- _DOCUMENT EXCERPT_:
* BEGIN *

# Aloe infused socks?



## Tabitha (May 5, 2008)

Several companies are making aloe infused moisturising socks.

Can someone please explain to me how this works? 

Here is the link to the BBW socks, but like I said, several other companies make them as well.

http://www.bathandbodyworks.com/sm-2-for-12-aloe-socks--fi-3079756_cp-2484777.html


----------



## gallerygirl (May 7, 2008)

I don't know how it works, but I have several pairs and they are like wearing chinchillas on your feet.  THEY ARE SO SOFT!!! k


----------



## Tabitha (May 7, 2008)

I have felt them, they are soft, but do they add moisture to your skin???


----------



## Laurie (May 7, 2008)

In my job we are on our feet alot, and a girl I was working with was wearing them.  She did complain of sweaty feet. 

Laurie


----------



## Tabitha (May 7, 2008)

:?


----------



## Chay (May 8, 2008)

I saw those at Walmart the other day but didn't have time to stop and investigate. Wonder if the moisturizer would rub off onto cloth shoes and stain them?
I run around the house in my socks all winter, might not be a bad time to wear them if they actually work.


----------



## gallerygirl (May 8, 2008)

I didn't not feel or sense moisture from them.  I would expect that if you wore them with shoes that your feet would sweat, they do not seem like the kind of socks you would wear with shoes, they seem more like a spa socks.  I wore mine to bed.


----------



## itsmeroro (May 18, 2008)

DH got me some frm wally world.  Yes, they are very soft.  LOVE THEM.  Not sure how they are "infused" with Aloe... maybe a sales ploy?


----------



## jones10021 (May 20, 2008)

Never heard of aloe infused socks.  Sounds funny, but I think it's worth a try.  Aloe is very good for your skin.  Why not?


----------



## Luna (Jun 26, 2008)

I have 2 pairs and you wear them to bed or for lounging around the house in.
Your feet will get more sweaty where the gel touches, but you do get softer feet.
I wouldn't wear them out.


----------

* END *

- _BRIEF 1_: In the thread on aloe infused socks, what does Luna say happens to the feet where the gel touches?
The records below are unrelated to the aloe sock thread.

- _EXERCISE INPUTS_:
* BEGIN *

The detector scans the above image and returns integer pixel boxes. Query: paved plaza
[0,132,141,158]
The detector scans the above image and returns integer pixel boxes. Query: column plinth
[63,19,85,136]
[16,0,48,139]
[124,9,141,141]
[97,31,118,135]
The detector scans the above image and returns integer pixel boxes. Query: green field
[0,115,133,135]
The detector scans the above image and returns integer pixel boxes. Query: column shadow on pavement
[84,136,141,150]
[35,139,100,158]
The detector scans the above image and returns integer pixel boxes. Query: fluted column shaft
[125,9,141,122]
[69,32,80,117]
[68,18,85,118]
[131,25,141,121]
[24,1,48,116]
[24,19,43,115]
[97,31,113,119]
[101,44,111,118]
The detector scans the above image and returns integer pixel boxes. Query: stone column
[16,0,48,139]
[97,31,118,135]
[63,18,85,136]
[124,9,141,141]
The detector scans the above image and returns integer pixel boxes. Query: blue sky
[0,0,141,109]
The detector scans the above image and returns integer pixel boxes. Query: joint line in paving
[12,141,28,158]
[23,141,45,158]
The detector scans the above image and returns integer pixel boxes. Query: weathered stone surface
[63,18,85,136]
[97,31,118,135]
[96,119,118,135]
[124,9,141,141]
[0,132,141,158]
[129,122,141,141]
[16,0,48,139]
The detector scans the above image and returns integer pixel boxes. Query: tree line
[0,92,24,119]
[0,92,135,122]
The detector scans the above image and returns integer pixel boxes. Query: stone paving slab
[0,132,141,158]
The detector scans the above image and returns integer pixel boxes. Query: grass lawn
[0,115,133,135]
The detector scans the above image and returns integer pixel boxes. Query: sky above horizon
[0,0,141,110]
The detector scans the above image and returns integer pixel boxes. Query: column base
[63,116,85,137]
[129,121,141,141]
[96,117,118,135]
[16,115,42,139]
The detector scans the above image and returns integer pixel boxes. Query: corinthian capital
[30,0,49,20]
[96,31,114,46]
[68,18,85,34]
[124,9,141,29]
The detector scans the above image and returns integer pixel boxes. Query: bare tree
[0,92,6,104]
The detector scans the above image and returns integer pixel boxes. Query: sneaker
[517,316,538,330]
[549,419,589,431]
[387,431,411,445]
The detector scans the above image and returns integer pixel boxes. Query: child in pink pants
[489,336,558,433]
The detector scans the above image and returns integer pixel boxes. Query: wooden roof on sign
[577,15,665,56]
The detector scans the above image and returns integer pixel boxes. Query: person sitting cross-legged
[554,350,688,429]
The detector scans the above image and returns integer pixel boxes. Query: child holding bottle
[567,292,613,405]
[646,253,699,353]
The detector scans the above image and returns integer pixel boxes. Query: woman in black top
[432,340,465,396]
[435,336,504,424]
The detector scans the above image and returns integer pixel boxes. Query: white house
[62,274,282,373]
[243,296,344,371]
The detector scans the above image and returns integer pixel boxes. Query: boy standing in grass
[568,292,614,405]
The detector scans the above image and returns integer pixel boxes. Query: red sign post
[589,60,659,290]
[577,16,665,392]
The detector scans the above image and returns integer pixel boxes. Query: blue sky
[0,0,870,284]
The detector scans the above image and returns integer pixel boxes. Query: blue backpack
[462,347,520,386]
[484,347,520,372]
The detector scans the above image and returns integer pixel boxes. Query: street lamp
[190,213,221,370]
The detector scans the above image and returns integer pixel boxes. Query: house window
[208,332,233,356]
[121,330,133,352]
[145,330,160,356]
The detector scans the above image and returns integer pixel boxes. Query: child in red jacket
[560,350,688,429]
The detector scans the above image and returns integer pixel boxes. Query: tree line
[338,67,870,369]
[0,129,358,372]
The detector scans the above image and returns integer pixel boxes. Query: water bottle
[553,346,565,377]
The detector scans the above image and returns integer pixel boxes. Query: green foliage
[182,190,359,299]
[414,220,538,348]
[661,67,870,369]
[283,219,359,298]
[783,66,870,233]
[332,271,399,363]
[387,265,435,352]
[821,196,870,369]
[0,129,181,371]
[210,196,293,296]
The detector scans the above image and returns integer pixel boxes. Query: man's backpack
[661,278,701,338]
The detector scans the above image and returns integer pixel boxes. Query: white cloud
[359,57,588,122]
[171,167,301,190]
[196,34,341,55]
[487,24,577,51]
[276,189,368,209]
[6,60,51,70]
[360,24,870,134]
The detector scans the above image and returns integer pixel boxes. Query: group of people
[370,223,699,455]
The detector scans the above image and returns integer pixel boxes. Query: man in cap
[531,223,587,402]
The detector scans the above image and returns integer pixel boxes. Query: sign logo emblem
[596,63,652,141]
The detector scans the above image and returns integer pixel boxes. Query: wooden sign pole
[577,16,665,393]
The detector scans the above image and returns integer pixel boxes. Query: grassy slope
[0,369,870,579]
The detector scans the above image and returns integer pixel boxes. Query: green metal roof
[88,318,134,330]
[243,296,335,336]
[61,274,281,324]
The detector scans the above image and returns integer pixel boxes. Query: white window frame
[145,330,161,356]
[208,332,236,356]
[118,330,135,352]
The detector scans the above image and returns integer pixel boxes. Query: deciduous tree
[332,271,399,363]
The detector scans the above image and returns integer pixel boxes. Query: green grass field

* END *

- _BRIEF 2_: Duplicate the records from the line containing "Query: green field" up to and including the line containing "[35,139,100,158]".

- _EXERCISE RESPONSE 1_: The feet get more sweaty there.

- _EXERCISE RESPONSE 2_:
The detector scans the above image and returns integer pixel boxes. Query: green field
[0,115,133,135]
The detector scans the above image and returns integer pixel boxes. Query: column shadow on pavement
[84,136,141,150]
[35,139,100,158]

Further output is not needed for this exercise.